Extracted records >>

__________

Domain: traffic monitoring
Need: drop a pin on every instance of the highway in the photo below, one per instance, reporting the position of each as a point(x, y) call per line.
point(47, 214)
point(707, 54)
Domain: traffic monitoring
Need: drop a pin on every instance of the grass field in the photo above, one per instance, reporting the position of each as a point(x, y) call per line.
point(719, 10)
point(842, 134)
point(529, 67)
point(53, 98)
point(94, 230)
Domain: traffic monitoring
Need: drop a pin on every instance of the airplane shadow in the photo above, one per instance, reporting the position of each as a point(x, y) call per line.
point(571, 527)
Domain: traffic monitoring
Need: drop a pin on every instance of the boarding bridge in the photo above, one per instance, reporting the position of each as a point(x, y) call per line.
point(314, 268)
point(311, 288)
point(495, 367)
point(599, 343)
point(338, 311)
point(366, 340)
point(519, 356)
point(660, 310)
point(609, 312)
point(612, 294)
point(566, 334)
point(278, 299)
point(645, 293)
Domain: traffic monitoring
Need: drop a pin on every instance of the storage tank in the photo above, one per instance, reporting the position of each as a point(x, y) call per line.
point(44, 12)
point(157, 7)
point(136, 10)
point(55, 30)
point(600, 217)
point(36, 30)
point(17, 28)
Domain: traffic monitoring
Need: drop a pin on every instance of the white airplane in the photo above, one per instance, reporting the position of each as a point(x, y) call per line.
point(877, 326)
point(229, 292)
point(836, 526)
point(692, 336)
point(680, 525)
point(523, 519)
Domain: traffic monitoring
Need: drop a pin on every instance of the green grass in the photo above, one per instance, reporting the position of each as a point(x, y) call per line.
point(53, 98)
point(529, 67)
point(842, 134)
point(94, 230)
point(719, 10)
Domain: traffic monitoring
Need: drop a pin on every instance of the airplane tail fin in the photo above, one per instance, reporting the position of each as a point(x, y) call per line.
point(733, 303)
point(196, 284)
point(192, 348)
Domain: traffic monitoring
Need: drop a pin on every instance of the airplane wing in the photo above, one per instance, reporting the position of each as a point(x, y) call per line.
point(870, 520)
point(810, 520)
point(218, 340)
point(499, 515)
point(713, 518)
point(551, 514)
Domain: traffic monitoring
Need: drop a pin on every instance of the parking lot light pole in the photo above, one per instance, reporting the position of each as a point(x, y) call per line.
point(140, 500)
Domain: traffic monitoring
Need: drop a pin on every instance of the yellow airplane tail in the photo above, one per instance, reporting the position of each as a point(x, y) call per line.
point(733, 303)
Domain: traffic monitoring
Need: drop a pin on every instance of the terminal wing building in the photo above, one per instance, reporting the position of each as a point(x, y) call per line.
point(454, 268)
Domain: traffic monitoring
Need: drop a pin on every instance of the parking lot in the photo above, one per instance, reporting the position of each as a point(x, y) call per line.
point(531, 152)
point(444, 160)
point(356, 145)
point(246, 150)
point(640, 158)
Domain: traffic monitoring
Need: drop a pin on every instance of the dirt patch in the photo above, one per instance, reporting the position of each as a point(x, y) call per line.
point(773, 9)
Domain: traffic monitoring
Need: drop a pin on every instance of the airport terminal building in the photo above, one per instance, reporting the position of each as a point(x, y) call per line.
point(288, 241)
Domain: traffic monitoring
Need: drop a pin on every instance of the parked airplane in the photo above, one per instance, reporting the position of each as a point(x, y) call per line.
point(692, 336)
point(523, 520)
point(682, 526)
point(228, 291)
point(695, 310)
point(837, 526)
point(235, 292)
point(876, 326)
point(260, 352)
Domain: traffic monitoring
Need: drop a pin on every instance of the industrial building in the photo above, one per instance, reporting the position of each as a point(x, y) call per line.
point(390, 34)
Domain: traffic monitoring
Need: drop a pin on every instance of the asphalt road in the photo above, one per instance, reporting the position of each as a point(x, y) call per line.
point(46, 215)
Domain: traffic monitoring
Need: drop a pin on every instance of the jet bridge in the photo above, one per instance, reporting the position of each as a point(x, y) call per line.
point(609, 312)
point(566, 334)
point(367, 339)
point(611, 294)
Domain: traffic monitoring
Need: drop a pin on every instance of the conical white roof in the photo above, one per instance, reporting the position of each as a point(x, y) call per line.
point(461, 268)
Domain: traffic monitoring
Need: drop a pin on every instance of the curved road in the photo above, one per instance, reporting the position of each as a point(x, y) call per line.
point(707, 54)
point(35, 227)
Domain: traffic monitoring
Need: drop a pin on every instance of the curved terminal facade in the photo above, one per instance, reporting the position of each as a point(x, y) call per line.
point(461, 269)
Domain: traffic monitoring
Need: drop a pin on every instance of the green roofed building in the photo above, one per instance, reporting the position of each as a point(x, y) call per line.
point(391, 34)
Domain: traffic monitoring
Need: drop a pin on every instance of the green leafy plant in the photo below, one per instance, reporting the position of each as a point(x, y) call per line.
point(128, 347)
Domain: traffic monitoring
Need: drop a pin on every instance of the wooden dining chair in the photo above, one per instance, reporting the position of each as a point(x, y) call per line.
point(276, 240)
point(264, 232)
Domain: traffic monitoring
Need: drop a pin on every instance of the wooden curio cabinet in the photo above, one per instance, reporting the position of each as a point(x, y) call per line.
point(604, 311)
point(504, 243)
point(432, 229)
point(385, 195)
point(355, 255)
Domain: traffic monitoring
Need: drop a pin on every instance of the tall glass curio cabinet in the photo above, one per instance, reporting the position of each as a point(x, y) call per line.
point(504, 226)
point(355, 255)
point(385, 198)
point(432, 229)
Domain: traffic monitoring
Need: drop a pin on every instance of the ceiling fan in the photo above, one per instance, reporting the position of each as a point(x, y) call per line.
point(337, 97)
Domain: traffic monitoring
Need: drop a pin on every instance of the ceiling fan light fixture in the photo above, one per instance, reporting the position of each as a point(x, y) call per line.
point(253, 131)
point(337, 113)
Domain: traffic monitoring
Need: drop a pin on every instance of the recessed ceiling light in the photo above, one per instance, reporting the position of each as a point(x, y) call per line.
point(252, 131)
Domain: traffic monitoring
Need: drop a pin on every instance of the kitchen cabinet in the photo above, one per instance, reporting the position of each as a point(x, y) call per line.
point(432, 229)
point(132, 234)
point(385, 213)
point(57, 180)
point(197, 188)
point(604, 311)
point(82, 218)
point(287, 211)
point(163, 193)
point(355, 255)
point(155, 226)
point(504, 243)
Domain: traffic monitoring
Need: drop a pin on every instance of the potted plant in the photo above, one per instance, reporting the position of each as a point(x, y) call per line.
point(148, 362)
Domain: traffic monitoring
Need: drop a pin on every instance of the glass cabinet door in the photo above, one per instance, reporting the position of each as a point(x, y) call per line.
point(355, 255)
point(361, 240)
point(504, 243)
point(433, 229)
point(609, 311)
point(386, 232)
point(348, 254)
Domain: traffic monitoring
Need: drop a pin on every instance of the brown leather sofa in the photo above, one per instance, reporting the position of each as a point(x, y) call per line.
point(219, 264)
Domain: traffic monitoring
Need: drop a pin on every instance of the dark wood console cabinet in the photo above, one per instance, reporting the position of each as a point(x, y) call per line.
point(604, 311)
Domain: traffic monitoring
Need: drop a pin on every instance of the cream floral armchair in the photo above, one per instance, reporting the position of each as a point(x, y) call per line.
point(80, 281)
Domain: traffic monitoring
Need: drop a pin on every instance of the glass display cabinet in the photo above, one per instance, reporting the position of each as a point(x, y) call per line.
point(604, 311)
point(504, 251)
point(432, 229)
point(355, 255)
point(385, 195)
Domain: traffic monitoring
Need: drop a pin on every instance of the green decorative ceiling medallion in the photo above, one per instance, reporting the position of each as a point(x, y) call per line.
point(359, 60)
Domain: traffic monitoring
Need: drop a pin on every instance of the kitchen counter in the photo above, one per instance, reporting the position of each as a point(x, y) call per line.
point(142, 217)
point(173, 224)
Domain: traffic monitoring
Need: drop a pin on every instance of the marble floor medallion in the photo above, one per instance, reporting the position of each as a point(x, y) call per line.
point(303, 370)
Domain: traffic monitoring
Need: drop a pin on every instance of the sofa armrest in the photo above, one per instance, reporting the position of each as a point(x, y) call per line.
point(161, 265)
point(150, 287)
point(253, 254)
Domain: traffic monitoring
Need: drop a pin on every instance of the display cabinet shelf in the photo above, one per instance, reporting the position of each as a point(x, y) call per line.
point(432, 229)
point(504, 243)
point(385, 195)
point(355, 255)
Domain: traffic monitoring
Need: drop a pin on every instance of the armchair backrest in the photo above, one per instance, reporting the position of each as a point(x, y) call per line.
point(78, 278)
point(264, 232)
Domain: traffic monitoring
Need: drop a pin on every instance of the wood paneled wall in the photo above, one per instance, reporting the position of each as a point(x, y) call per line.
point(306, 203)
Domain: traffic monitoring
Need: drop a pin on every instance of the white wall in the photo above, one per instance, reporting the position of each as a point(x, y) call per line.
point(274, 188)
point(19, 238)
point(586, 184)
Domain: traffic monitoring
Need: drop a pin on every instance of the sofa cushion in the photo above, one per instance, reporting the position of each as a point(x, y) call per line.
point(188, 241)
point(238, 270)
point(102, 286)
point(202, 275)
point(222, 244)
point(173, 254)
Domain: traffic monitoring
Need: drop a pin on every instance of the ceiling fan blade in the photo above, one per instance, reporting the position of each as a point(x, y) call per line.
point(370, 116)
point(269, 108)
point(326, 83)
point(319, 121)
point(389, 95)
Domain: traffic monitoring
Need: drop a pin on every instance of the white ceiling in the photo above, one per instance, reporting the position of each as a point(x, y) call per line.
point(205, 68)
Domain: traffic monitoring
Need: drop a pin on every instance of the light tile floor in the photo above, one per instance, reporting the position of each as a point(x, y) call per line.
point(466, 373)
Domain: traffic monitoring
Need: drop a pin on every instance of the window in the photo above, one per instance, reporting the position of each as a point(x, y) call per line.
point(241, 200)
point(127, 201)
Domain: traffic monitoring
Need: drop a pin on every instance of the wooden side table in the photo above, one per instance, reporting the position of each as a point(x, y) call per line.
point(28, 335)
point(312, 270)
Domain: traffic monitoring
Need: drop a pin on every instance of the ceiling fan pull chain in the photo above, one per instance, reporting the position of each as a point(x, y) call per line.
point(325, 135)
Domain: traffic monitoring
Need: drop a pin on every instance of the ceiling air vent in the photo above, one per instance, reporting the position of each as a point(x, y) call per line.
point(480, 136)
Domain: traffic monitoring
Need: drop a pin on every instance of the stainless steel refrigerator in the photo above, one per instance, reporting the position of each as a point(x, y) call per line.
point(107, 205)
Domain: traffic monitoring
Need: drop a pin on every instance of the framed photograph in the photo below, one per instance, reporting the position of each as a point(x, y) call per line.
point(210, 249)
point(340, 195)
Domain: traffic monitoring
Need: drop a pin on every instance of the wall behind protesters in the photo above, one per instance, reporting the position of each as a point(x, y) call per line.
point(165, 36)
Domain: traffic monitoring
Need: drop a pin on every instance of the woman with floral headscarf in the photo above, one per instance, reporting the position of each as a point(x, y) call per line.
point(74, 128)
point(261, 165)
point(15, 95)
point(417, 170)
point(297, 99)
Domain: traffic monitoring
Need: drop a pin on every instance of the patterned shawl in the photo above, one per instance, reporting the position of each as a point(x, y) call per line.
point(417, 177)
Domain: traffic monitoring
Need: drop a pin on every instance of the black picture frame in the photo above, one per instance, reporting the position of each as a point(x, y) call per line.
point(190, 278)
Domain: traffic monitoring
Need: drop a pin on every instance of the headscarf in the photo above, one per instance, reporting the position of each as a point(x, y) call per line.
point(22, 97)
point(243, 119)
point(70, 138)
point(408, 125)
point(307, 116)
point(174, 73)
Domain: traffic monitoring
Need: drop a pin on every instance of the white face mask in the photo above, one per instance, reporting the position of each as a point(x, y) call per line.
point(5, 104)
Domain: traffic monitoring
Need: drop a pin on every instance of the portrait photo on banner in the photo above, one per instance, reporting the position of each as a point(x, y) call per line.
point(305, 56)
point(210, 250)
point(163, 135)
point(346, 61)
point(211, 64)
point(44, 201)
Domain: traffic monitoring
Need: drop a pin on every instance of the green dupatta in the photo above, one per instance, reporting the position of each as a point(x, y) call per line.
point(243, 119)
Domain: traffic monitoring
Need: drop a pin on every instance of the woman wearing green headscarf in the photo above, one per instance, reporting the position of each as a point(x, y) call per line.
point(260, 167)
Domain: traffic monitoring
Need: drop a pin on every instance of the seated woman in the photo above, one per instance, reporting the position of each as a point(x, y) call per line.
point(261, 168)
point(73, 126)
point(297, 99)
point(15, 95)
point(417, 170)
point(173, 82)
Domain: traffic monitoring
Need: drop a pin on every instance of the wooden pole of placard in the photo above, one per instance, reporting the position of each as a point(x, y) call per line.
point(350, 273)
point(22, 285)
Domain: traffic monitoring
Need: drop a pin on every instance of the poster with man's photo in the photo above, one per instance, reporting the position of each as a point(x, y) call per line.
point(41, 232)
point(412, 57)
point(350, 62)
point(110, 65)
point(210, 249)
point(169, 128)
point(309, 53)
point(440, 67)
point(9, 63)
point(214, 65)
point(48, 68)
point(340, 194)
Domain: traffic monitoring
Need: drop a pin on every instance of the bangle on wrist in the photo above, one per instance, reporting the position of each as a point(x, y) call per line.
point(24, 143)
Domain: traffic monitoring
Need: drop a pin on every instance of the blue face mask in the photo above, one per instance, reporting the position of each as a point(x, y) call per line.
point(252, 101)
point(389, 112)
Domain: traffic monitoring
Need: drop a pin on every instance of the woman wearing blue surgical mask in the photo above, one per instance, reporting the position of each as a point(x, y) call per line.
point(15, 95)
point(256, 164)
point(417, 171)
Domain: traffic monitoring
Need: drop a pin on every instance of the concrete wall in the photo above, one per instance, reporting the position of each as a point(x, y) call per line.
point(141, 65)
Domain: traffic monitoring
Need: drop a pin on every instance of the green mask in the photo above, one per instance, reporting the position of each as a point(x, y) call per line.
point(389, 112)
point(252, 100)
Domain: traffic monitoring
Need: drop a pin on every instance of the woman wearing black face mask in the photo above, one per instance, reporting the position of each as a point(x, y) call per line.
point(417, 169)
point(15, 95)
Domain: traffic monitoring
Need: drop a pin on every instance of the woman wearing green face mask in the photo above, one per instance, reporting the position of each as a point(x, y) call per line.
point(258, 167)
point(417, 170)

__________

Task >>
List every line in the records above that contains the string "grass".

Solution to the exercise >>
Need: drop a pin on every instance of the grass field in the photo above, one per instance, reporting the position of each as a point(x, y) call per line.
Need: drop a pin on every instance of the green grass in the photo above, one per instance, reporting the position of each as a point(x, y) call per line.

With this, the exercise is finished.